* Task objective *
Reproduce every line of the material below word for word, with nothing changed, and omit the pictures from your reply.

* START *

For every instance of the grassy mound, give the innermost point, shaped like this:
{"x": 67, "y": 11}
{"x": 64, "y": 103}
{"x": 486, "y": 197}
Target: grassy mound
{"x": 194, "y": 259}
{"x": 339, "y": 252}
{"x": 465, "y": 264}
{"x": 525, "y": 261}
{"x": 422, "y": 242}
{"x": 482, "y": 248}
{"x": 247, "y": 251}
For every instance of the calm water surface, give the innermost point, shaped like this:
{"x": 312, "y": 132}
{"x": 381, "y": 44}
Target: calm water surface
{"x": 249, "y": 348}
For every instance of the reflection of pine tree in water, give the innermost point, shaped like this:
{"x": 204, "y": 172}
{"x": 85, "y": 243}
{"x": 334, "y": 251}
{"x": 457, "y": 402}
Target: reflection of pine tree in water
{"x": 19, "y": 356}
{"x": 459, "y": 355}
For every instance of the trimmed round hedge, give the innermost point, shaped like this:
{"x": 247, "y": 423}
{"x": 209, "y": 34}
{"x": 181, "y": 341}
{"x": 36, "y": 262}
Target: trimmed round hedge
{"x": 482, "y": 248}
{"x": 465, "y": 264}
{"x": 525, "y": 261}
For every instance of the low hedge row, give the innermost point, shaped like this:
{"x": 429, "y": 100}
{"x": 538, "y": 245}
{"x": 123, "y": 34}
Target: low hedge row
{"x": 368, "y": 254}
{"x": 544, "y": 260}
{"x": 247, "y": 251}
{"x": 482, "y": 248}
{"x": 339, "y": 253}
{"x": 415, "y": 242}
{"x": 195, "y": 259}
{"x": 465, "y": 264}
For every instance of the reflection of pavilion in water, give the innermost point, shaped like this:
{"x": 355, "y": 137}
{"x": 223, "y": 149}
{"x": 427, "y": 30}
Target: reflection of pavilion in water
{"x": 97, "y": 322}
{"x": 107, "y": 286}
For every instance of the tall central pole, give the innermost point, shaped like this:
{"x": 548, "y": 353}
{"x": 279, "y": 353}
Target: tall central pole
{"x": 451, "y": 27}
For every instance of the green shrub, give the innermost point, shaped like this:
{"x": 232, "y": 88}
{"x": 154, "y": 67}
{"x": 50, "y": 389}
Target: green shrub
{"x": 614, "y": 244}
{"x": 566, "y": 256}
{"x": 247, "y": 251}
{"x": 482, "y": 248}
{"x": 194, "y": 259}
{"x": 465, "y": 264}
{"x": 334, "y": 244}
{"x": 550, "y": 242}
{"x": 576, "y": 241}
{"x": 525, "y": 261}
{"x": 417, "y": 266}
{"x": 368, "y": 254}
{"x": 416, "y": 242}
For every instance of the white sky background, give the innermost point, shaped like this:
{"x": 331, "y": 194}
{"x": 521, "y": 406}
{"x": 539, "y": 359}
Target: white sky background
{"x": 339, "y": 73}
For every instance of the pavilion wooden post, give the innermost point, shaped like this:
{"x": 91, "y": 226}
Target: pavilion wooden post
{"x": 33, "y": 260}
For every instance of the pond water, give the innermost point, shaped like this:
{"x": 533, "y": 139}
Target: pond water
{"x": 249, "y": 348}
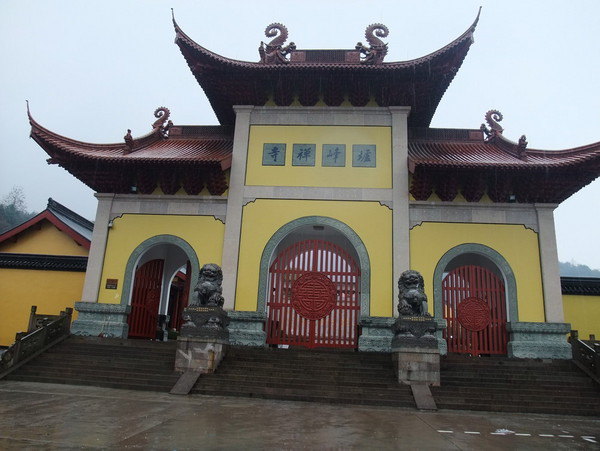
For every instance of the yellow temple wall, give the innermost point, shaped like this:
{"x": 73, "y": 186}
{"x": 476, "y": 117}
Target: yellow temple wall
{"x": 317, "y": 175}
{"x": 203, "y": 233}
{"x": 51, "y": 291}
{"x": 583, "y": 312}
{"x": 371, "y": 221}
{"x": 47, "y": 240}
{"x": 518, "y": 245}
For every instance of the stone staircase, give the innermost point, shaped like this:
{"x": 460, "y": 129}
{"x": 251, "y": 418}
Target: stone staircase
{"x": 513, "y": 385}
{"x": 104, "y": 362}
{"x": 302, "y": 375}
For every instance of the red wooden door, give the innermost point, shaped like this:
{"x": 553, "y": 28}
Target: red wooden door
{"x": 474, "y": 305}
{"x": 180, "y": 301}
{"x": 314, "y": 297}
{"x": 145, "y": 300}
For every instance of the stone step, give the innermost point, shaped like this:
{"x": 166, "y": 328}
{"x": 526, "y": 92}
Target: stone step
{"x": 399, "y": 398}
{"x": 299, "y": 383}
{"x": 163, "y": 386}
{"x": 117, "y": 362}
{"x": 93, "y": 372}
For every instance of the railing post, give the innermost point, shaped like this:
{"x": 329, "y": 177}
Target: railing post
{"x": 31, "y": 325}
{"x": 596, "y": 347}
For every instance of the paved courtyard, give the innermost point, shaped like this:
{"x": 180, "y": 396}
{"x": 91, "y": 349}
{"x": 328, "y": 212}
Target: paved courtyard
{"x": 49, "y": 416}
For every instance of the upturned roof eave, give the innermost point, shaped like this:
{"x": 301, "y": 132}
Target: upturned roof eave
{"x": 182, "y": 37}
{"x": 57, "y": 146}
{"x": 53, "y": 219}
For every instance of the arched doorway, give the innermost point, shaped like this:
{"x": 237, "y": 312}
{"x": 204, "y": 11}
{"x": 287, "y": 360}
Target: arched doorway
{"x": 145, "y": 300}
{"x": 495, "y": 266}
{"x": 159, "y": 285}
{"x": 314, "y": 290}
{"x": 474, "y": 304}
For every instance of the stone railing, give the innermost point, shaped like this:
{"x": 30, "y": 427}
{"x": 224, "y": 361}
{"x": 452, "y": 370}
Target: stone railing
{"x": 32, "y": 343}
{"x": 586, "y": 355}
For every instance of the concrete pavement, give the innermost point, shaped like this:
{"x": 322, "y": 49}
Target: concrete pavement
{"x": 49, "y": 416}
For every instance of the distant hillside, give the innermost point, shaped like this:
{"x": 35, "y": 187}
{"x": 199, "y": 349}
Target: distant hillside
{"x": 576, "y": 270}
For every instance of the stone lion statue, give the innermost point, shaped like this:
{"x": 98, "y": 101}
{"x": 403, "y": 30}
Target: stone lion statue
{"x": 208, "y": 290}
{"x": 412, "y": 299}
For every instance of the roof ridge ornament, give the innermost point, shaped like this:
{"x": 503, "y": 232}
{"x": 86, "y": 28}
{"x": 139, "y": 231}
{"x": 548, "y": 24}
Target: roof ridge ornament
{"x": 378, "y": 50}
{"x": 162, "y": 124}
{"x": 494, "y": 133}
{"x": 274, "y": 52}
{"x": 492, "y": 117}
{"x": 128, "y": 141}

* END *

* Exercise response *
For every instance of the grassy mound, give the innermost point, shaped like this:
{"x": 67, "y": 11}
{"x": 64, "y": 103}
{"x": 486, "y": 197}
Target: grassy mound
{"x": 194, "y": 259}
{"x": 339, "y": 252}
{"x": 465, "y": 264}
{"x": 525, "y": 261}
{"x": 422, "y": 242}
{"x": 482, "y": 248}
{"x": 247, "y": 251}
For every instance of the calm water surface, give the innermost point, shaped like this:
{"x": 312, "y": 132}
{"x": 381, "y": 44}
Target: calm water surface
{"x": 249, "y": 348}
For every instance of the reflection of pine tree in water, give the innermost point, shaped like this:
{"x": 204, "y": 172}
{"x": 85, "y": 243}
{"x": 334, "y": 251}
{"x": 457, "y": 402}
Target: reflection of pine tree in water
{"x": 19, "y": 356}
{"x": 459, "y": 355}
For every instance of the trimmed round hedge, give the innermost point, shaped like this:
{"x": 247, "y": 423}
{"x": 209, "y": 34}
{"x": 181, "y": 341}
{"x": 36, "y": 262}
Target: trimmed round hedge
{"x": 482, "y": 248}
{"x": 465, "y": 264}
{"x": 525, "y": 261}
For every instance of the low hedge row, give the innermost point, shaped like this:
{"x": 429, "y": 100}
{"x": 538, "y": 245}
{"x": 123, "y": 34}
Target: low hedge row
{"x": 368, "y": 254}
{"x": 544, "y": 260}
{"x": 247, "y": 251}
{"x": 482, "y": 248}
{"x": 339, "y": 253}
{"x": 415, "y": 242}
{"x": 195, "y": 259}
{"x": 465, "y": 264}
For every instance of the reflection of pavilion in water, give the innermost point, shaped like this:
{"x": 355, "y": 137}
{"x": 223, "y": 149}
{"x": 427, "y": 30}
Target: reflection of pavilion in water
{"x": 97, "y": 322}
{"x": 107, "y": 286}
For every instance of the tall central pole, give the innermost point, shaped like this:
{"x": 548, "y": 353}
{"x": 279, "y": 353}
Target: tall central pole
{"x": 451, "y": 27}
For every instance of the green shrub, give the innermost point, shaped like this:
{"x": 232, "y": 88}
{"x": 154, "y": 67}
{"x": 50, "y": 389}
Target: green shrub
{"x": 614, "y": 244}
{"x": 566, "y": 256}
{"x": 247, "y": 251}
{"x": 482, "y": 248}
{"x": 194, "y": 259}
{"x": 465, "y": 264}
{"x": 334, "y": 244}
{"x": 550, "y": 242}
{"x": 576, "y": 241}
{"x": 525, "y": 261}
{"x": 417, "y": 266}
{"x": 368, "y": 254}
{"x": 416, "y": 242}
For every instance of the white sky background, give the innermost point, shaped like this:
{"x": 331, "y": 194}
{"x": 521, "y": 406}
{"x": 539, "y": 359}
Target: white sky background
{"x": 339, "y": 73}
For every instance of the pavilion wooden post, give the innermost point, shaped like this:
{"x": 91, "y": 226}
Target: pavilion wooden post
{"x": 33, "y": 260}
For every instance of the pond water, give the innermost point, shaped like this:
{"x": 533, "y": 139}
Target: pond water
{"x": 249, "y": 348}
For every instance of the yellow temple wall, give the innermost point, shaped like this:
{"x": 73, "y": 186}
{"x": 476, "y": 117}
Target: yellow temple wall
{"x": 317, "y": 175}
{"x": 203, "y": 233}
{"x": 51, "y": 291}
{"x": 583, "y": 312}
{"x": 371, "y": 221}
{"x": 47, "y": 240}
{"x": 518, "y": 245}
For every instance of the stone staircase, give the innermost point, shaped like this:
{"x": 460, "y": 129}
{"x": 251, "y": 418}
Target: stone staircase
{"x": 513, "y": 385}
{"x": 104, "y": 362}
{"x": 302, "y": 375}
For every instance of the red wooden door, give the innermost point, shaped like this:
{"x": 553, "y": 28}
Target: red wooden door
{"x": 474, "y": 305}
{"x": 180, "y": 301}
{"x": 314, "y": 297}
{"x": 145, "y": 300}
For every instance of the stone step, give the innermost point, shaped like this:
{"x": 166, "y": 328}
{"x": 526, "y": 92}
Target: stone step
{"x": 399, "y": 398}
{"x": 299, "y": 383}
{"x": 163, "y": 386}
{"x": 117, "y": 362}
{"x": 93, "y": 372}
For every instance of the railing post, give the innermost point, shaped like this:
{"x": 329, "y": 177}
Target: railing post
{"x": 31, "y": 325}
{"x": 596, "y": 347}
For every instance of the paved courtyard, give the innermost point, shaped like this:
{"x": 180, "y": 396}
{"x": 91, "y": 349}
{"x": 328, "y": 212}
Target: paved courtyard
{"x": 49, "y": 416}
For every instance of the upturned roof eave, give the innermost point, shaped like this:
{"x": 301, "y": 132}
Target: upturned roof eave
{"x": 182, "y": 37}
{"x": 57, "y": 146}
{"x": 53, "y": 219}
For every instance of the arched doorway, give the innermost point, shaped like this:
{"x": 237, "y": 312}
{"x": 204, "y": 11}
{"x": 287, "y": 360}
Target: arched doorway
{"x": 145, "y": 300}
{"x": 495, "y": 266}
{"x": 159, "y": 285}
{"x": 314, "y": 290}
{"x": 474, "y": 304}
For every instance of the stone railing, give the innermost point, shaped like this:
{"x": 30, "y": 427}
{"x": 224, "y": 361}
{"x": 452, "y": 370}
Target: stone railing
{"x": 32, "y": 343}
{"x": 586, "y": 355}
For every instance of the concrete pavement, give the innermost point, shaped like this:
{"x": 322, "y": 49}
Target: concrete pavement
{"x": 49, "y": 416}
For every instance of the distant hillside, give the innermost point, shaped like this:
{"x": 35, "y": 187}
{"x": 199, "y": 349}
Target: distant hillside
{"x": 576, "y": 270}
For every instance of the stone lion statue, give the innermost point, shaped like this:
{"x": 98, "y": 101}
{"x": 403, "y": 30}
Target: stone lion statue
{"x": 208, "y": 290}
{"x": 412, "y": 299}
For every instance of the roof ridge ornament, give the innermost point, shaped like this:
{"x": 503, "y": 232}
{"x": 86, "y": 28}
{"x": 139, "y": 231}
{"x": 548, "y": 24}
Target: roof ridge ornament
{"x": 378, "y": 50}
{"x": 162, "y": 124}
{"x": 494, "y": 133}
{"x": 274, "y": 52}
{"x": 492, "y": 117}
{"x": 128, "y": 141}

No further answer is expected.